What you need to do: Retype all of the entries that appear below, keeping them exactly as they are.

BEGIN

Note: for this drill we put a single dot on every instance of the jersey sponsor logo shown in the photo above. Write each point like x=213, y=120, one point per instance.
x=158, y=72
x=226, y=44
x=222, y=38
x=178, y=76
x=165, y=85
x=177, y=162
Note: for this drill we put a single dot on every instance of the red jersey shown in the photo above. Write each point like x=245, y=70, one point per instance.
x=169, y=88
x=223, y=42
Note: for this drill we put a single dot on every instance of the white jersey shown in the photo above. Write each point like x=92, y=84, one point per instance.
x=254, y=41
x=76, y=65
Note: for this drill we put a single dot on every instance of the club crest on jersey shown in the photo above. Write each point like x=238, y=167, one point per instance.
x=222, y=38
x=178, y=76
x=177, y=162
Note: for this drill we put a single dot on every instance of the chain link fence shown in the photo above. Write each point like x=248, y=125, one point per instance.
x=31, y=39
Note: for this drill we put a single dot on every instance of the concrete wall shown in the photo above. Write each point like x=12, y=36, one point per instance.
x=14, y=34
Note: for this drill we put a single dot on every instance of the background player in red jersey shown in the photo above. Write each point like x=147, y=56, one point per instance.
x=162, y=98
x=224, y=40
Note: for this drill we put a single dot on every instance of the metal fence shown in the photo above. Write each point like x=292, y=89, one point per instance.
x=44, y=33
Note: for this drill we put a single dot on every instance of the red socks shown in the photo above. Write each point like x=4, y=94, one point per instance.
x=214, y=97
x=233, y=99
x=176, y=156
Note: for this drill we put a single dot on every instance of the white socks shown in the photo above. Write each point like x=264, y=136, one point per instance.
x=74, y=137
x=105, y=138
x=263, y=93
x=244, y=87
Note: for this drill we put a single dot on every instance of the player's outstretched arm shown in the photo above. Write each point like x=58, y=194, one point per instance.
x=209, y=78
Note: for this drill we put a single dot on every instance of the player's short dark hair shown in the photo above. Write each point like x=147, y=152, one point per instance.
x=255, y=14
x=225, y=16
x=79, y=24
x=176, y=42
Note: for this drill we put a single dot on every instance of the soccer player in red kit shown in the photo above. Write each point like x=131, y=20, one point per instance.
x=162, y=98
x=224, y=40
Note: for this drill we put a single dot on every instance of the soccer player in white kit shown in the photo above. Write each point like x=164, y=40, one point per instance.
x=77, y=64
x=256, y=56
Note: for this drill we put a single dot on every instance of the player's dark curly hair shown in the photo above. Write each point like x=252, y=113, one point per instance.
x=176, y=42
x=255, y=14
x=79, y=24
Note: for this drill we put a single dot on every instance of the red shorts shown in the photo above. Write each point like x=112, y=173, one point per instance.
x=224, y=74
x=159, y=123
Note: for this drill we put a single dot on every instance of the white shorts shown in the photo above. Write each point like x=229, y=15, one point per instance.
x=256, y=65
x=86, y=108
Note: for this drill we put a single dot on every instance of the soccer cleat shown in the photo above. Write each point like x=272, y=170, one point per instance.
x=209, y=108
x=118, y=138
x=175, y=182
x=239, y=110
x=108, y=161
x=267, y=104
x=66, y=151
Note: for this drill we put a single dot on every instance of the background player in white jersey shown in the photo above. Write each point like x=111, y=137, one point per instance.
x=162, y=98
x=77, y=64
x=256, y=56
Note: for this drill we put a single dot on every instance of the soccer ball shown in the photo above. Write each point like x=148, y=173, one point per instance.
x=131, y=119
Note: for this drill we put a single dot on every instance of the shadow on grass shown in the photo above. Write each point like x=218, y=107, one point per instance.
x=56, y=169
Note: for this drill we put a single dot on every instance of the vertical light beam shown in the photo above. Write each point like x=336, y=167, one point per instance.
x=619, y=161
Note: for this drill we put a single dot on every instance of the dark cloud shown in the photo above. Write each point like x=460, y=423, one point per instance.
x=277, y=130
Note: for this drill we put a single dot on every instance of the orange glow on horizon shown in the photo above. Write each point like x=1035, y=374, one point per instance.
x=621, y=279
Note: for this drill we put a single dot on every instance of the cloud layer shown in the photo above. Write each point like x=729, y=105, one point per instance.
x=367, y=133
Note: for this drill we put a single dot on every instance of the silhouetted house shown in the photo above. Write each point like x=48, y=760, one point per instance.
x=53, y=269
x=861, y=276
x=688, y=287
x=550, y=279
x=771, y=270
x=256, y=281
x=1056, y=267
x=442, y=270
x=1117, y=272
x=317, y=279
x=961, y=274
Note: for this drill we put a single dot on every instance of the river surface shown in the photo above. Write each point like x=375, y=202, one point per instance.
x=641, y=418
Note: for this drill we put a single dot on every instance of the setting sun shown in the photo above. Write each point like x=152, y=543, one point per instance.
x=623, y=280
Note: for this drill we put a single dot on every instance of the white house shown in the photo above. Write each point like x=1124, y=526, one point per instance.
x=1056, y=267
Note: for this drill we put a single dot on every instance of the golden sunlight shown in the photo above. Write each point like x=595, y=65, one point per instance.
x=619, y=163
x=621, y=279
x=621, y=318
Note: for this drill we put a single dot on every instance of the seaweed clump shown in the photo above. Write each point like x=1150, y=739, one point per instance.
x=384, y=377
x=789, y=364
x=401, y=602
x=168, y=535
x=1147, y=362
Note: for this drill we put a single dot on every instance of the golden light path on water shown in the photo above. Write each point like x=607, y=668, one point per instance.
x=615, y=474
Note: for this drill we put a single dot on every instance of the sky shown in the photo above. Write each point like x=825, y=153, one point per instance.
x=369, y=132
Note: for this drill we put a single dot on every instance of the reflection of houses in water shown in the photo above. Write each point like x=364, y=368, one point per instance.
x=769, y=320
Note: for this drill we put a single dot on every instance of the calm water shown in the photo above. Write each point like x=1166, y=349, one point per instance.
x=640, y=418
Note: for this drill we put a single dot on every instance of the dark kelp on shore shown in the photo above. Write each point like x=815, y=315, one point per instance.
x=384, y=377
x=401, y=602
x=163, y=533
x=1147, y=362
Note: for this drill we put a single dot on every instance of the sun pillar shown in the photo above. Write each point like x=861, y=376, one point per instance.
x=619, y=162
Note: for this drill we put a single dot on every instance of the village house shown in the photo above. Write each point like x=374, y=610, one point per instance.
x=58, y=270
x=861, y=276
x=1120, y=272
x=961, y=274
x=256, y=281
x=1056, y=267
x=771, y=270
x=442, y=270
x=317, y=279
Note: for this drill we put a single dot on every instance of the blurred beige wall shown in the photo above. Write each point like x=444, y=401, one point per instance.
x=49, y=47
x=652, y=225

END

Result for this exercise:
Note: for this drill we put a single dot on every instance of the jersey sponsor logo shown in the photo above. Write each point like x=213, y=120, one point per instance.
x=158, y=72
x=226, y=44
x=222, y=38
x=178, y=76
x=165, y=85
x=177, y=162
Note: for this drill we put a single dot on every instance of the red jersey shown in the photo above. Write each point like x=245, y=70, one point per instance.
x=169, y=88
x=223, y=42
Note: for this drill we put a single dot on every instance of the white jersey shown in the photo above. Write each point like x=92, y=84, one point per instance.
x=254, y=41
x=76, y=65
Note: for this drill we put a single dot on every instance of the club crest on jersey shown in the photo above. Write each point like x=238, y=167, one point per instance.
x=222, y=38
x=178, y=76
x=177, y=162
Note: for this drill we put a single dot on every instance of the chain link fence shown in the photo above. Write each point like x=248, y=125, one point per instance.
x=31, y=39
Note: for this drill we put a single dot on every instance of the concrete wall shown in the photo above. Write each point like x=12, y=36, one point per instance.
x=14, y=34
Note: for this drill we put a single dot on every instance of the background player in red jersey shown in the photo above. Write each point like x=147, y=56, one point per instance.
x=162, y=98
x=224, y=40
Note: for this drill we put a single dot on every instance of the metal fence shown in the photo above. Write each point like x=292, y=89, one point per instance.
x=44, y=33
Note: for this drill we put a single dot on every instance of the red socks shown in the photo above. Write each point like x=4, y=94, one point per instance.
x=214, y=97
x=233, y=99
x=176, y=156
Note: for this drill we put a single dot on every instance of the white socks shown in the photo above. Write each point like x=264, y=136, one point per instance.
x=74, y=137
x=105, y=138
x=263, y=93
x=244, y=87
Note: for this drill we put a single dot on every instance of the player's outstretched arm shown in the photo above. Write each point like x=58, y=194, one point per instance.
x=209, y=78
Note: for this drill we put a single dot on every instance of the player's short dark hair shown in the photo above. Write each point like x=147, y=152, one point per instance.
x=255, y=14
x=225, y=16
x=79, y=24
x=176, y=42
Note: for this drill we put a single dot on every instance of the soccer player in red kit shown in the photo above. Write each point like x=131, y=20, one point per instance.
x=162, y=98
x=224, y=40
Note: for this drill we put a single dot on every instance of the soccer player in white kit shown in the photo above. Write each point like x=164, y=40, one point per instance.
x=77, y=64
x=256, y=56
Note: for this drill we put a single dot on every instance of the player's dark curly hair shown in the photo above. Write each point like x=252, y=113, one point per instance.
x=176, y=42
x=255, y=14
x=79, y=24
Note: for this drill we put a single dot on every instance of the red shorts shown in the photo above. Write each point like x=112, y=173, one point per instance.
x=224, y=74
x=159, y=123
Note: for this drill we put a single dot on every instance of the white shorts shown in the photo above. Write each point like x=229, y=15, one point per instance.
x=256, y=65
x=86, y=108
Note: for this drill we put a single dot on every instance of the soccer cleat shown in the photo above. Write each point like x=272, y=170, one point per instance.
x=209, y=108
x=118, y=138
x=175, y=182
x=239, y=110
x=108, y=161
x=267, y=104
x=66, y=151
Note: for this drill we put a single dot on every instance of the background player in white jersey shown in the photo above. Write each point like x=111, y=137, one point per instance.
x=162, y=98
x=77, y=64
x=256, y=56
Note: for this drill we put a single dot on every instance of the soccer ball shown in the photo above. Write each point like x=148, y=173, one point per instance.
x=131, y=119
Note: for this drill we put a single dot on every instance of the shadow on grass shown in the photo above. Write each point like x=218, y=107, one point per instance.
x=56, y=169
Note: for this drill we put a single dot on every instance of the vertical light beam shown in the photo above. Write each point like x=336, y=167, one point per instance.
x=619, y=161
Note: for this drill we put a single dot on every instance of the dark cloud shown in the photo above. Write each point like x=460, y=423, one point per instance.
x=277, y=130
Note: for this drill we put a single dot on every instance of the orange glow on horizon shown in the photo above. Write each point like x=1035, y=374, one point per instance.
x=621, y=279
Note: for this drill we put a single dot on every instance of the cloud layer shown in the photo above. Write each point like x=729, y=105, one point per instance.
x=367, y=133
Note: for this drill we put a single dot on every instance of the silhouetted house shown in the photo above. Write each point like x=48, y=760, one point per instance.
x=53, y=269
x=861, y=276
x=688, y=287
x=550, y=279
x=771, y=270
x=256, y=281
x=1056, y=267
x=442, y=270
x=1117, y=272
x=317, y=279
x=961, y=274
Note: for this drill we put a single dot on every instance of the river surface shown in the photo above. Write each point like x=375, y=202, one point per instance.
x=641, y=418
Note: for this drill we put a single dot on every instance of the setting sun shown in the photo above. Write each point like x=152, y=543, one point per instance.
x=623, y=280
Note: for this drill we put a single dot on every instance of the white house shown in the photo above. Write each point like x=1124, y=526, one point per instance.
x=1056, y=267
Note: for this drill we put a single dot on every instance of the golden sunlight shown in the photo above. Write each point like x=595, y=65, one point per instance.
x=619, y=163
x=621, y=279
x=621, y=318
Note: for this drill we put a single dot on every instance of the seaweed clump shown in the photo above. Write each point like x=1150, y=739, one point per instance.
x=384, y=377
x=789, y=364
x=401, y=602
x=168, y=535
x=1147, y=362
Note: for this drill we put a single dot on every instance of the golden light path on water shown in the photo above. Write each point like x=607, y=668, one point per instance.
x=615, y=474
Note: for this drill we put a single dot on every instance of the sky shown in the photo above. Write each point like x=825, y=153, one point per instance.
x=369, y=132
Note: for this drill we put a single dot on every instance of the reflection of houses in water shown in the photo above. Write each point like x=364, y=368, one point per instance.
x=769, y=320
Note: for this drill we put a single dot on every instance of the calm water shown in the photo above. Write each point like x=1166, y=349, one point per instance.
x=640, y=418
Note: for this drill we put a single dot on every instance of the dark kelp on shore shown in the photo above. Write each point like x=815, y=315, one point per instance.
x=384, y=377
x=401, y=602
x=163, y=533
x=1147, y=362
Note: for this drill we put a single dot on every instance of the sun pillar shown in the photo above. Write each point like x=861, y=376, one point per instance.
x=619, y=162
Note: for this drill we put a single dot on every instance of the village house shown in the photo above. Write each point like x=374, y=610, one point per instance.
x=58, y=270
x=861, y=276
x=1120, y=272
x=961, y=274
x=256, y=281
x=1056, y=267
x=771, y=270
x=442, y=270
x=317, y=279
Note: for this drill we put a single dot on every instance of the blurred beige wall shown in the photo above. Write each point like x=444, y=401, one point per instance.
x=49, y=47
x=652, y=225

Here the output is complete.